> Directive
How many lines of the listing below contain the word "white"? Reply with the number only.

> Stored data
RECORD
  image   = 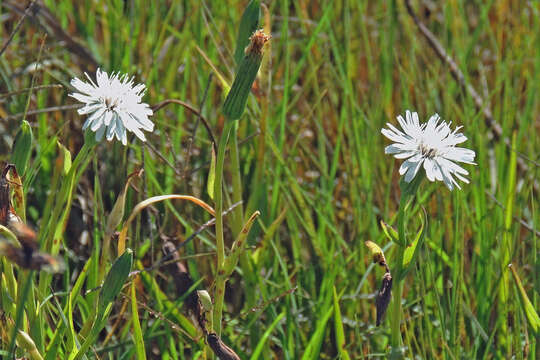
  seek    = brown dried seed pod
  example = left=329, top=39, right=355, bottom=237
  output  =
left=375, top=272, right=392, bottom=326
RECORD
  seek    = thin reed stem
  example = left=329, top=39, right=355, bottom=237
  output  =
left=213, top=121, right=234, bottom=336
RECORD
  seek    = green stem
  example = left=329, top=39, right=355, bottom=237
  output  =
left=230, top=121, right=244, bottom=238
left=8, top=270, right=34, bottom=359
left=390, top=191, right=409, bottom=358
left=213, top=121, right=234, bottom=336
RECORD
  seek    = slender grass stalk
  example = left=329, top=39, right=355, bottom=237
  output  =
left=390, top=198, right=408, bottom=358
left=212, top=121, right=234, bottom=336
left=230, top=121, right=244, bottom=233
left=390, top=176, right=422, bottom=359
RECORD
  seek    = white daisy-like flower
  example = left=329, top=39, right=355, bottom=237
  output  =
left=381, top=110, right=476, bottom=190
left=69, top=69, right=154, bottom=145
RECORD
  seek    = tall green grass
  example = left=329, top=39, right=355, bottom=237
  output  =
left=0, top=0, right=540, bottom=359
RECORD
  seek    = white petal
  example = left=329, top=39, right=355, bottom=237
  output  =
left=96, top=125, right=106, bottom=141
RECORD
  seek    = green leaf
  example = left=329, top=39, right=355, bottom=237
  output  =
left=364, top=240, right=386, bottom=266
left=11, top=120, right=34, bottom=176
left=105, top=170, right=142, bottom=237
left=508, top=264, right=540, bottom=335
left=381, top=220, right=399, bottom=244
left=334, top=286, right=350, bottom=360
left=250, top=311, right=285, bottom=360
left=56, top=141, right=71, bottom=175
left=234, top=0, right=261, bottom=65
left=223, top=31, right=269, bottom=120
left=401, top=210, right=428, bottom=279
left=131, top=282, right=146, bottom=360
left=98, top=248, right=133, bottom=314
left=206, top=146, right=216, bottom=200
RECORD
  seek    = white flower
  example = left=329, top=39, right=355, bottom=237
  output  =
left=381, top=110, right=476, bottom=190
left=69, top=69, right=154, bottom=145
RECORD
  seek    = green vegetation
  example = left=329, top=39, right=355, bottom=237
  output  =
left=0, top=0, right=540, bottom=360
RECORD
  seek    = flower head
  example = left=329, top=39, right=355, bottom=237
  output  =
left=69, top=69, right=154, bottom=145
left=381, top=110, right=476, bottom=190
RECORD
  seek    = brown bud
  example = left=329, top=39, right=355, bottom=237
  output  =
left=245, top=30, right=272, bottom=55
left=206, top=333, right=240, bottom=360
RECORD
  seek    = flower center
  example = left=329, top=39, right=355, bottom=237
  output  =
left=105, top=97, right=118, bottom=111
left=418, top=143, right=437, bottom=159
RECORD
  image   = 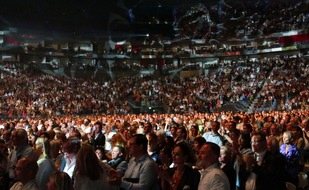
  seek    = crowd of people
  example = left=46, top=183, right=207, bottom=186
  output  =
left=0, top=107, right=309, bottom=190
left=0, top=52, right=309, bottom=118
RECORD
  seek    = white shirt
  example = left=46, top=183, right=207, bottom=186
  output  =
left=63, top=156, right=76, bottom=178
left=198, top=163, right=230, bottom=190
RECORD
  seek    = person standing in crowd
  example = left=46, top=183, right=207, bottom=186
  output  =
left=10, top=157, right=39, bottom=190
left=110, top=134, right=159, bottom=190
left=107, top=145, right=128, bottom=176
left=73, top=144, right=109, bottom=190
left=280, top=131, right=301, bottom=186
left=0, top=139, right=9, bottom=190
left=196, top=142, right=230, bottom=190
left=47, top=171, right=73, bottom=190
left=8, top=129, right=36, bottom=184
left=60, top=138, right=81, bottom=178
left=300, top=119, right=309, bottom=162
left=203, top=121, right=223, bottom=147
left=146, top=133, right=159, bottom=162
left=219, top=145, right=236, bottom=190
left=192, top=136, right=206, bottom=158
left=244, top=133, right=285, bottom=190
left=90, top=121, right=105, bottom=150
left=35, top=137, right=56, bottom=190
left=158, top=142, right=200, bottom=190
left=175, top=126, right=188, bottom=143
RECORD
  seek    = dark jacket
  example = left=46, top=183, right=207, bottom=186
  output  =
left=167, top=166, right=201, bottom=190
left=252, top=151, right=286, bottom=190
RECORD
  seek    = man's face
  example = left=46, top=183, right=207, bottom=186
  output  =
left=211, top=122, right=220, bottom=132
left=11, top=130, right=23, bottom=146
left=148, top=135, right=157, bottom=151
left=128, top=138, right=140, bottom=157
left=62, top=142, right=75, bottom=159
left=196, top=144, right=214, bottom=169
left=14, top=160, right=28, bottom=181
left=176, top=129, right=182, bottom=138
left=112, top=147, right=121, bottom=159
left=251, top=135, right=267, bottom=153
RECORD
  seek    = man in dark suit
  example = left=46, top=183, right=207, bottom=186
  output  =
left=90, top=121, right=105, bottom=151
left=244, top=133, right=286, bottom=190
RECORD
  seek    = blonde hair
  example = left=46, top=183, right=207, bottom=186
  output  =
left=75, top=144, right=104, bottom=180
left=48, top=171, right=73, bottom=190
left=35, top=137, right=51, bottom=158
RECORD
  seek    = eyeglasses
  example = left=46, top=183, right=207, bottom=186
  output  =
left=251, top=140, right=263, bottom=144
left=128, top=142, right=137, bottom=146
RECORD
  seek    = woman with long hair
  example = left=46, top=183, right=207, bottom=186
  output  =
left=35, top=137, right=56, bottom=190
left=158, top=142, right=200, bottom=190
left=47, top=171, right=73, bottom=190
left=73, top=144, right=109, bottom=190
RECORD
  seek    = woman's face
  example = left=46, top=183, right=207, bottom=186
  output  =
left=35, top=141, right=43, bottom=155
left=193, top=141, right=201, bottom=152
left=95, top=149, right=103, bottom=160
left=238, top=136, right=245, bottom=147
left=112, top=147, right=122, bottom=159
left=283, top=133, right=291, bottom=144
left=173, top=147, right=186, bottom=165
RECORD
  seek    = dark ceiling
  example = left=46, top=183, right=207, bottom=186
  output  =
left=0, top=0, right=280, bottom=40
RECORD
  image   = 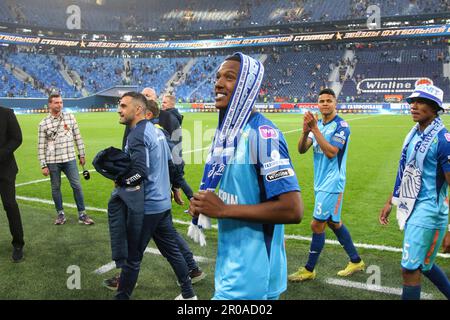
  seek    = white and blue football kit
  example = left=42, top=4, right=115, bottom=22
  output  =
left=308, top=115, right=350, bottom=223
left=213, top=113, right=300, bottom=300
left=402, top=129, right=450, bottom=271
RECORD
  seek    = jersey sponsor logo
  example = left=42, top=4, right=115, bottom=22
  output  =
left=218, top=189, right=239, bottom=204
left=266, top=168, right=295, bottom=182
left=263, top=159, right=289, bottom=170
left=258, top=125, right=278, bottom=139
left=444, top=132, right=450, bottom=142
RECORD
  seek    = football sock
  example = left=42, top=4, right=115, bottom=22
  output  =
left=305, top=232, right=325, bottom=272
left=402, top=285, right=421, bottom=300
left=423, top=264, right=450, bottom=300
left=333, top=225, right=361, bottom=263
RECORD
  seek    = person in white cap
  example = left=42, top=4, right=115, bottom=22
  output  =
left=379, top=85, right=450, bottom=300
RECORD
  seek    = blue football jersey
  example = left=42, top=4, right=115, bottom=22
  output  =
left=407, top=129, right=450, bottom=229
left=309, top=115, right=350, bottom=193
left=214, top=113, right=300, bottom=299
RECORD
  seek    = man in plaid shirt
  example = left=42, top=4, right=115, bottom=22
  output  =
left=38, top=94, right=94, bottom=225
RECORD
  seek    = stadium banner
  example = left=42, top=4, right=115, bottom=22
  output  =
left=0, top=24, right=450, bottom=51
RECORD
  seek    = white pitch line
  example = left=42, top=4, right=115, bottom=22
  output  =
left=94, top=261, right=116, bottom=274
left=16, top=196, right=450, bottom=259
left=16, top=169, right=95, bottom=188
left=325, top=278, right=434, bottom=300
left=94, top=247, right=214, bottom=274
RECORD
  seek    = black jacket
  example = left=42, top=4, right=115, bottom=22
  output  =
left=0, top=107, right=22, bottom=178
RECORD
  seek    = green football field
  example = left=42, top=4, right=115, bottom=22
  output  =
left=0, top=113, right=450, bottom=299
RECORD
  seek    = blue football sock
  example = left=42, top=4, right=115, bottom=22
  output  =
left=333, top=225, right=361, bottom=263
left=402, top=285, right=421, bottom=300
left=305, top=232, right=325, bottom=272
left=423, top=264, right=450, bottom=300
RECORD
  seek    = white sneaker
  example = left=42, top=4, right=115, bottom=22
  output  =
left=175, top=294, right=198, bottom=300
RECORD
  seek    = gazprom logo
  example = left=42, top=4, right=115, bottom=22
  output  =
left=356, top=77, right=433, bottom=93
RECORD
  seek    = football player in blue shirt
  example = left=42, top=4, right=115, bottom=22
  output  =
left=189, top=55, right=303, bottom=300
left=289, top=89, right=365, bottom=282
left=379, top=85, right=450, bottom=300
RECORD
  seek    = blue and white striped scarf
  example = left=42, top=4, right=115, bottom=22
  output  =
left=392, top=117, right=444, bottom=230
left=189, top=52, right=264, bottom=244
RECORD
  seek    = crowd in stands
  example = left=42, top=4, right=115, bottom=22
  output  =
left=0, top=0, right=450, bottom=32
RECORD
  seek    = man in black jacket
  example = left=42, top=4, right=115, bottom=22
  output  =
left=0, top=107, right=25, bottom=262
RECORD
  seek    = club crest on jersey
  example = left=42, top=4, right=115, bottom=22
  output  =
left=444, top=132, right=450, bottom=142
left=258, top=125, right=278, bottom=139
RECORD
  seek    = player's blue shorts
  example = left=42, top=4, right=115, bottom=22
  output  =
left=402, top=224, right=447, bottom=271
left=313, top=191, right=343, bottom=223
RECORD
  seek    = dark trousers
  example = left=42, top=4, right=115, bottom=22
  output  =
left=116, top=210, right=195, bottom=299
left=0, top=176, right=25, bottom=248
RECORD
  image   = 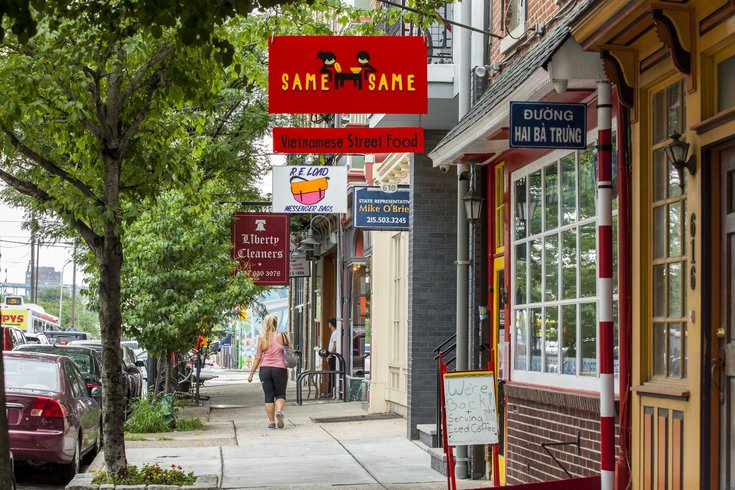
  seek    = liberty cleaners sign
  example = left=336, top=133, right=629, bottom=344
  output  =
left=232, top=213, right=289, bottom=286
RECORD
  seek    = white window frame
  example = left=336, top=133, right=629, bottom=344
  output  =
left=500, top=0, right=528, bottom=54
left=506, top=126, right=620, bottom=394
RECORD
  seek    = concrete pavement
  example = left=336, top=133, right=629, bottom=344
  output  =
left=82, top=368, right=487, bottom=489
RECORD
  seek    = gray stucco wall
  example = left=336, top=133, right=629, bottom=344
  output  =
left=408, top=131, right=457, bottom=439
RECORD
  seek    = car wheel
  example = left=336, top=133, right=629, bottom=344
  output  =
left=61, top=437, right=81, bottom=483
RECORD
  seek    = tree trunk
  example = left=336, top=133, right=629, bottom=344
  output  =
left=0, top=344, right=13, bottom=482
left=98, top=152, right=127, bottom=475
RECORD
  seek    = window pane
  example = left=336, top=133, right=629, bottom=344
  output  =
left=515, top=177, right=528, bottom=238
left=579, top=223, right=597, bottom=298
left=529, top=308, right=541, bottom=371
left=528, top=170, right=542, bottom=235
left=580, top=303, right=597, bottom=376
left=666, top=83, right=682, bottom=136
left=653, top=265, right=666, bottom=318
left=515, top=243, right=528, bottom=305
left=544, top=163, right=559, bottom=231
left=544, top=306, right=559, bottom=373
left=652, top=90, right=669, bottom=144
left=514, top=310, right=528, bottom=371
left=653, top=206, right=666, bottom=259
left=528, top=238, right=542, bottom=303
left=653, top=323, right=666, bottom=376
left=669, top=202, right=682, bottom=257
left=653, top=148, right=668, bottom=202
left=669, top=323, right=681, bottom=378
left=579, top=148, right=595, bottom=220
left=669, top=263, right=682, bottom=318
left=561, top=305, right=577, bottom=374
left=561, top=153, right=577, bottom=225
left=717, top=56, right=735, bottom=112
left=666, top=155, right=691, bottom=197
left=681, top=323, right=689, bottom=378
left=544, top=234, right=559, bottom=301
left=561, top=228, right=577, bottom=299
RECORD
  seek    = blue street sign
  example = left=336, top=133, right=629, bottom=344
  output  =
left=352, top=184, right=411, bottom=230
left=510, top=102, right=587, bottom=150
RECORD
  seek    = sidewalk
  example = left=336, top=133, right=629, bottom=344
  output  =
left=88, top=368, right=487, bottom=489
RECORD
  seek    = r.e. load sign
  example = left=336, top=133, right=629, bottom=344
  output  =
left=510, top=101, right=587, bottom=150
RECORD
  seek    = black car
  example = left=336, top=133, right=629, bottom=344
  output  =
left=13, top=344, right=102, bottom=404
left=69, top=340, right=143, bottom=401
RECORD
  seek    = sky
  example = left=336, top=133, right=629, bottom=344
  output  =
left=0, top=203, right=82, bottom=290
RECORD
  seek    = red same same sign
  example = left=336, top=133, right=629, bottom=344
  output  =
left=268, top=36, right=428, bottom=114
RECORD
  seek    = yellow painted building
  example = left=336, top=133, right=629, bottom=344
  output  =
left=572, top=0, right=735, bottom=489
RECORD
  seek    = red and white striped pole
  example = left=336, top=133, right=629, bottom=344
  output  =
left=597, top=80, right=615, bottom=490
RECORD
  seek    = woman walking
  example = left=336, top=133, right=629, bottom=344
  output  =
left=248, top=315, right=288, bottom=429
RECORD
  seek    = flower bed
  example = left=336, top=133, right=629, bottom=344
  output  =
left=66, top=473, right=219, bottom=490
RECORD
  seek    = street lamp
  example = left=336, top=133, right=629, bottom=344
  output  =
left=59, top=260, right=72, bottom=330
left=462, top=162, right=485, bottom=369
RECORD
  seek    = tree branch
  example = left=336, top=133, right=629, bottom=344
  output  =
left=2, top=126, right=100, bottom=204
left=120, top=45, right=176, bottom=104
left=0, top=168, right=102, bottom=254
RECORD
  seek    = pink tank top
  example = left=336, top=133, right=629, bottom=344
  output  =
left=260, top=333, right=286, bottom=369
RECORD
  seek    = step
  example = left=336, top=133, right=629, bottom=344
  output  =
left=411, top=440, right=447, bottom=476
left=416, top=424, right=439, bottom=447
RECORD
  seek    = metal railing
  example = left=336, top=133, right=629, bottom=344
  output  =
left=432, top=333, right=457, bottom=447
left=296, top=352, right=347, bottom=405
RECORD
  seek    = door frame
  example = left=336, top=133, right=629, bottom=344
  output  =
left=697, top=136, right=735, bottom=488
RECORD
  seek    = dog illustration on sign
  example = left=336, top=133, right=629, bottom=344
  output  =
left=291, top=175, right=329, bottom=205
left=317, top=51, right=378, bottom=90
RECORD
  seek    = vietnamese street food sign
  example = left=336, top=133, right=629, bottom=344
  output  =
left=232, top=213, right=290, bottom=286
left=352, top=184, right=411, bottom=231
left=268, top=36, right=428, bottom=114
left=273, top=127, right=424, bottom=154
left=509, top=101, right=587, bottom=150
left=272, top=165, right=347, bottom=213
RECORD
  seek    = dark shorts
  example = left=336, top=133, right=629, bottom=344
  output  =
left=260, top=366, right=288, bottom=403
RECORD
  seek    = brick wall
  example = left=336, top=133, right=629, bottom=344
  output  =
left=490, top=0, right=574, bottom=63
left=407, top=130, right=457, bottom=439
left=505, top=384, right=619, bottom=484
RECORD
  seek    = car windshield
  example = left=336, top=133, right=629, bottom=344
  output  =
left=17, top=344, right=93, bottom=374
left=4, top=357, right=60, bottom=392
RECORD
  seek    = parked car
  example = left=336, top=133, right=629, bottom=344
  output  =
left=122, top=344, right=147, bottom=397
left=3, top=351, right=102, bottom=481
left=43, top=330, right=92, bottom=345
left=69, top=340, right=142, bottom=402
left=25, top=332, right=50, bottom=344
left=3, top=327, right=26, bottom=350
left=15, top=344, right=102, bottom=406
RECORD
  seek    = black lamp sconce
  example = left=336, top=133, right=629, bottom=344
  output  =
left=666, top=133, right=697, bottom=189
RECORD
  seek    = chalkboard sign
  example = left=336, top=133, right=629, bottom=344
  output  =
left=444, top=371, right=498, bottom=446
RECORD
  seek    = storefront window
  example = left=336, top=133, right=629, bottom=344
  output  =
left=650, top=80, right=688, bottom=379
left=350, top=264, right=370, bottom=376
left=509, top=139, right=617, bottom=386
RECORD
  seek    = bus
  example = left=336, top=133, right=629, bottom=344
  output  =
left=0, top=296, right=61, bottom=333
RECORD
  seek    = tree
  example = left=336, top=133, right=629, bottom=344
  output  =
left=0, top=0, right=454, bottom=480
left=0, top=11, right=250, bottom=473
left=122, top=188, right=260, bottom=394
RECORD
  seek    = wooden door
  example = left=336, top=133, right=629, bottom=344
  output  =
left=715, top=147, right=735, bottom=489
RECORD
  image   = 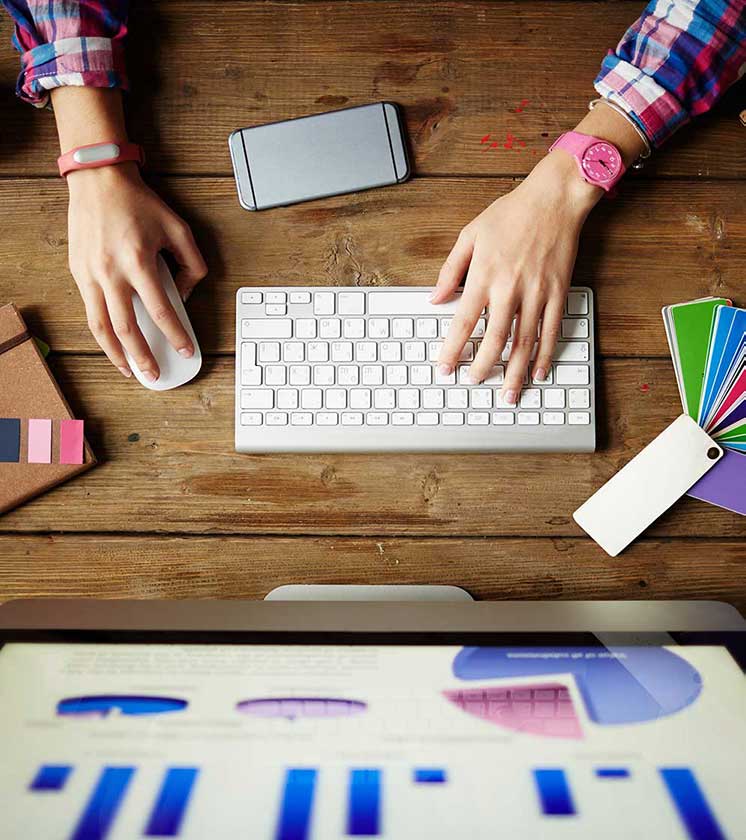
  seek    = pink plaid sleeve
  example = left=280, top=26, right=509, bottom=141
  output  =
left=595, top=0, right=746, bottom=146
left=1, top=0, right=129, bottom=107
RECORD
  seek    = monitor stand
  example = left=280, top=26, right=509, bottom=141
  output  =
left=264, top=584, right=474, bottom=603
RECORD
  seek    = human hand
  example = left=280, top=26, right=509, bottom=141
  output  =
left=67, top=163, right=207, bottom=382
left=431, top=150, right=603, bottom=405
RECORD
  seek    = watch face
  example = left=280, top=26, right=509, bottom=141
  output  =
left=582, top=142, right=622, bottom=184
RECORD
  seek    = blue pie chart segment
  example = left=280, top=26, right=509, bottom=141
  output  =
left=57, top=694, right=188, bottom=717
left=453, top=647, right=702, bottom=726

> Right answer
11